--- Position annotation lines ---
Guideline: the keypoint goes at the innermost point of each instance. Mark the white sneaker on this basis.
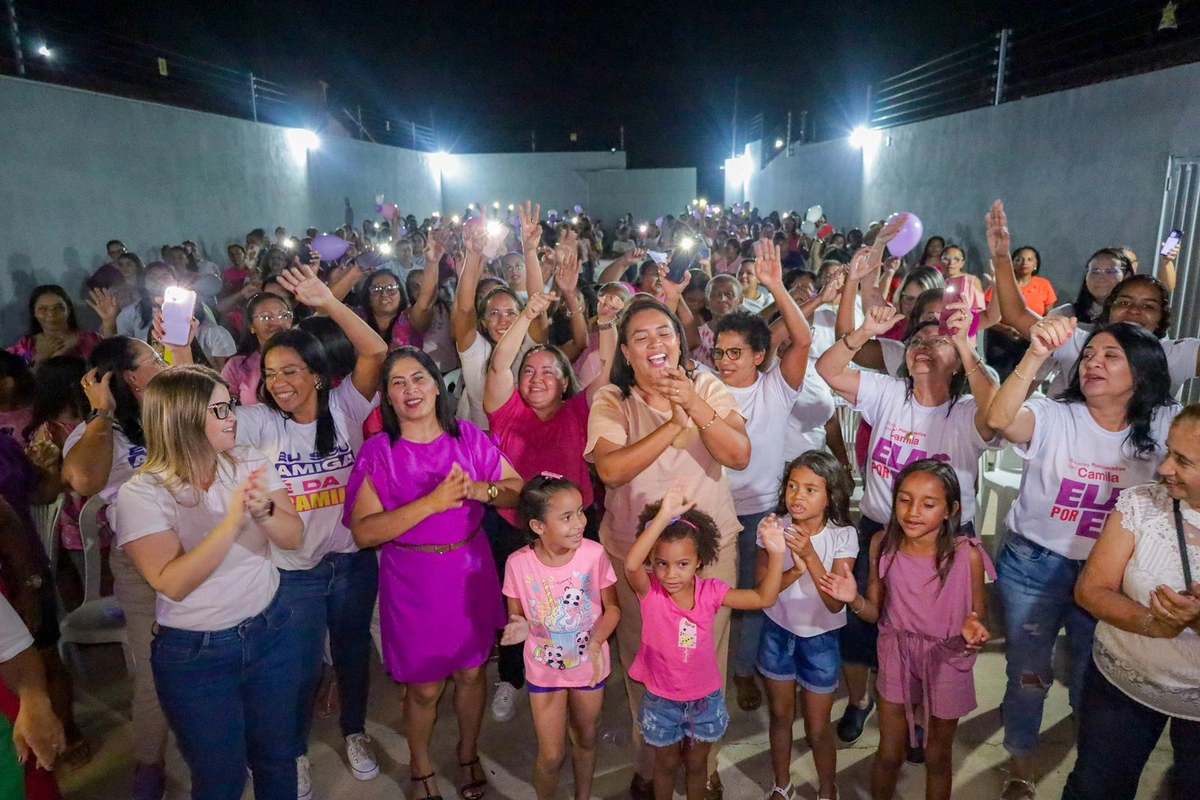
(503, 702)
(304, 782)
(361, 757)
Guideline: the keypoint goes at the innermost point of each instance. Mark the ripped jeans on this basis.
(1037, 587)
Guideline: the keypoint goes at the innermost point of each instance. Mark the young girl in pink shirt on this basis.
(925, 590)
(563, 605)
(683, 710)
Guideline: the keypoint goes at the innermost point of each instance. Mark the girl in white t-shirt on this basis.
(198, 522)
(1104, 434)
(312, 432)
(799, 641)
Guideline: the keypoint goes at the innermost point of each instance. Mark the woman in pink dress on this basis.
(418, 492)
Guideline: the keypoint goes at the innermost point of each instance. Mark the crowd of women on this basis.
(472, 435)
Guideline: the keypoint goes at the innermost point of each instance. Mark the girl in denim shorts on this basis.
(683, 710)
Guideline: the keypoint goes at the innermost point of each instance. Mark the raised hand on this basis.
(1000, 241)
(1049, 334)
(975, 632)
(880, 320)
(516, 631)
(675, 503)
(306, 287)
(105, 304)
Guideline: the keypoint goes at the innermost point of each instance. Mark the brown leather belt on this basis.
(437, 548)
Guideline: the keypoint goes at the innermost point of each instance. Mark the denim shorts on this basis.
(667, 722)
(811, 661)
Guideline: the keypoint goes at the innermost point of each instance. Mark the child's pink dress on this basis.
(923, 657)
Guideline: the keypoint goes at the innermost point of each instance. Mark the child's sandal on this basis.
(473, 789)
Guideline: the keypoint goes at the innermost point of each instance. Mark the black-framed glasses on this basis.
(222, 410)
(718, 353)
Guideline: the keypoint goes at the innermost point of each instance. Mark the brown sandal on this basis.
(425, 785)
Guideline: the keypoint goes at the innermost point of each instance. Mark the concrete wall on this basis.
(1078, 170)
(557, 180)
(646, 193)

--- Stated problem ---
Rewrite the lines above as a numbered list, skipping any blank lines and leaving out the pictures.

--- Written response ---
1. Guideline: the keypoint goes at the innermost point of each instance. Mark the white sneaker on this basis.
2. (503, 702)
3. (304, 782)
4. (361, 757)
5. Guideline: the keypoint goes at the innermost point of each instance. Mark the ripped jeans on this basis.
6. (1037, 587)
7. Guideline: the keypoint goes at the innermost point of each instance. Mark the young girl in pink shirt on this basis.
8. (925, 590)
9. (563, 605)
10. (683, 710)
11. Guideline: the keypoint goes at the innermost point of each instance. Mark the girl in white t-shirt on this basis.
12. (198, 522)
13. (1104, 434)
14. (312, 432)
15. (799, 641)
16. Guideline: the keypoint goes at the innermost point of each instance. Mark the woman in pink dress on this basis.
17. (418, 492)
18. Guideline: the keypoint goes at the innermost point of each instance. Mark the crowd of women on this basis.
19. (472, 435)
20. Guideline: the keypoint goes at the innermost point of each instance. Mark the girl in denim shorts on this basis.
21. (683, 710)
22. Guideline: the keypoint goes at the innermost point of each instance. Mark the raised hand on this basis.
23. (1000, 241)
24. (1049, 334)
25. (975, 632)
26. (880, 320)
27. (516, 631)
28. (675, 503)
29. (306, 287)
30. (105, 304)
31. Guideline: the keypoint goes at the innermost point of each instance. Mark the brown leather belt on this basis.
32. (437, 548)
33. Guideline: the keypoint goes at the innermost point of each instance. Mark the denim shorts on this basis.
34. (667, 722)
35. (811, 661)
36. Guideline: the keypoint goes at the innermost point of each instance. Mark the child's pink dress on this basis.
37. (923, 657)
38. Guideline: the keypoint goes at the innermost point of each instance. Mark the child's sandal on this basis.
39. (473, 789)
40. Guideline: the keypoint goes at the innermost point of each instance. Mark the black-framed glasses on this basis.
41. (222, 410)
42. (718, 353)
43. Guideline: the keypoint goes at the innermost point of each instance. Mark the brown sandal on this basis.
44. (425, 785)
45. Guideline: the keypoint goes at the innermost point of each instance. Mark the concrete wall on this basis.
46. (1078, 170)
47. (557, 180)
48. (646, 193)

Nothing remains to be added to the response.